▶ [Exercise task 1]
Answer these questions about the email below:
(a) What error did the codesign command give Shane Curcuru?
(b) What does the -f flag do?
(c) What does the email say is not needed to test most cgi scripts?

▶ [Article]
§ §
On Sat, 25 Jan 2025 at 01:26, Shane Curcuru <a...@shanecurcuru.org> wrote:
>
> sebb wrote on 1/24/25 8:04 PM:
> > On Sat, 25 Jan 2025 at 00:45, Shane Curcuru <a...@shanecurcuru.org> wrote:
> >>
> >> sebb wrote on 1/24/25 6:39 PM:
> >>> On Fri, 24 Jan 2025 at 20:01, <curc...@apache.org> wrote:
> ...snip...
>
> > Then use codesign -f -s, for example:
> > sudo codesign -s "Cert Name" -f
> > /opt/homebrew/opt/passenger/libexec/buildout/apache2/mod_passenger.so\
>
> Yup, I followed similar advice (below), but that codesign gives me an
> error that the module is already signed, so fails.

The -f flag overrides any existing certificate.

Note also the you don't need to run a server or passenger to test most
cgi scripts.
§ §
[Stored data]
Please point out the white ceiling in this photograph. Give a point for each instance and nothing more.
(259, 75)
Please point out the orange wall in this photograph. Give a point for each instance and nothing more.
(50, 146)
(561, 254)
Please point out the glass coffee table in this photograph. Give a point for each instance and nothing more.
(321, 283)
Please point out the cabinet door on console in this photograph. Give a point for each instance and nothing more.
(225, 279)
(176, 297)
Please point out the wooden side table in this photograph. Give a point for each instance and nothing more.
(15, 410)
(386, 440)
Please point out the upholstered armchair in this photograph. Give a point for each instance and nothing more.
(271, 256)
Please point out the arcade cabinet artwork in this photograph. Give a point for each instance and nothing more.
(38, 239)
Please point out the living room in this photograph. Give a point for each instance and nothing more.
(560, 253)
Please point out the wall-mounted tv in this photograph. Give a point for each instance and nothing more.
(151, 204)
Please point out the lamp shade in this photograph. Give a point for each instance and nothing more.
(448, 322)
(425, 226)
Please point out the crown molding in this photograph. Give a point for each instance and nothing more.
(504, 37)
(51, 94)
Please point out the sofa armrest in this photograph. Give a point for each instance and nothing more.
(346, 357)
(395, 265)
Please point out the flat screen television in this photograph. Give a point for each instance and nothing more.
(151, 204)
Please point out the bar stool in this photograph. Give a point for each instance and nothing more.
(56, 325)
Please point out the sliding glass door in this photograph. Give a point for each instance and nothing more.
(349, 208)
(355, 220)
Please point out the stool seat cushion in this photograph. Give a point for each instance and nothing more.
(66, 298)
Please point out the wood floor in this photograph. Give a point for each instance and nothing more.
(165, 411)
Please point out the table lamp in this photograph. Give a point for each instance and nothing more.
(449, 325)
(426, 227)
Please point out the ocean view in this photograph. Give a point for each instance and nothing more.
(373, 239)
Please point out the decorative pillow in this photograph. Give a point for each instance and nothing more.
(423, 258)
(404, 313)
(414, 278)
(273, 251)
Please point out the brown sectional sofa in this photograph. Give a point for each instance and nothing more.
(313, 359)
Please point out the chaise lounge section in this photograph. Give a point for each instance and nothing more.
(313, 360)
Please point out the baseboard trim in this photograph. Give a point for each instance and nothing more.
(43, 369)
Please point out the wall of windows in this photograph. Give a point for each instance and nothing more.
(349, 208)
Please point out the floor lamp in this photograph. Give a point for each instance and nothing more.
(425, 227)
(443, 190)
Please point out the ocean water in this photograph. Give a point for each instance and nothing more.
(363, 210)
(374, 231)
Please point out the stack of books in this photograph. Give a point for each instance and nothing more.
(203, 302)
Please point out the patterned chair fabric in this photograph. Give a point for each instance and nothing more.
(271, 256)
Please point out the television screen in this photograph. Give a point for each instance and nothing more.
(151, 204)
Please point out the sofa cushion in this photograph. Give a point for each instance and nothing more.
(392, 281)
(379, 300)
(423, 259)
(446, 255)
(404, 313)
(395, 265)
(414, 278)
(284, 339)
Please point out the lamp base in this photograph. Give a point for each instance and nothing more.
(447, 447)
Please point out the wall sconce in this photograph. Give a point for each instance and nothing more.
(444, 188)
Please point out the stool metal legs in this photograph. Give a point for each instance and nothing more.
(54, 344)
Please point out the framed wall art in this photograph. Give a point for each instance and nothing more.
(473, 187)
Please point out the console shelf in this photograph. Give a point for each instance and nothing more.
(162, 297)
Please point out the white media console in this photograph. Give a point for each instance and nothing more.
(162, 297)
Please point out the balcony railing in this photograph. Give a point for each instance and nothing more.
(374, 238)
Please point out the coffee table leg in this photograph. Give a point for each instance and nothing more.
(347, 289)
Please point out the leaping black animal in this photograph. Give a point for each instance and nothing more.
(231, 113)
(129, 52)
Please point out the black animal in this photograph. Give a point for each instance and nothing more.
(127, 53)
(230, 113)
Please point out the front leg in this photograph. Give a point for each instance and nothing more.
§ §
▶ [Exercise task 2] Select every line of the listing that contains the word "cabinet".

▶ [Response 1]
(a) The module is already signed, so the command fails.
(b) It overrides any existing certificate.
(c) Running a server or passenger.

▶ [Response 2]
Please point out the cabinet door on console in this photograph. Give a point for each instance and nothing more.
Please point out the arcade cabinet artwork in this photograph. Give a point for each instance and nothing more.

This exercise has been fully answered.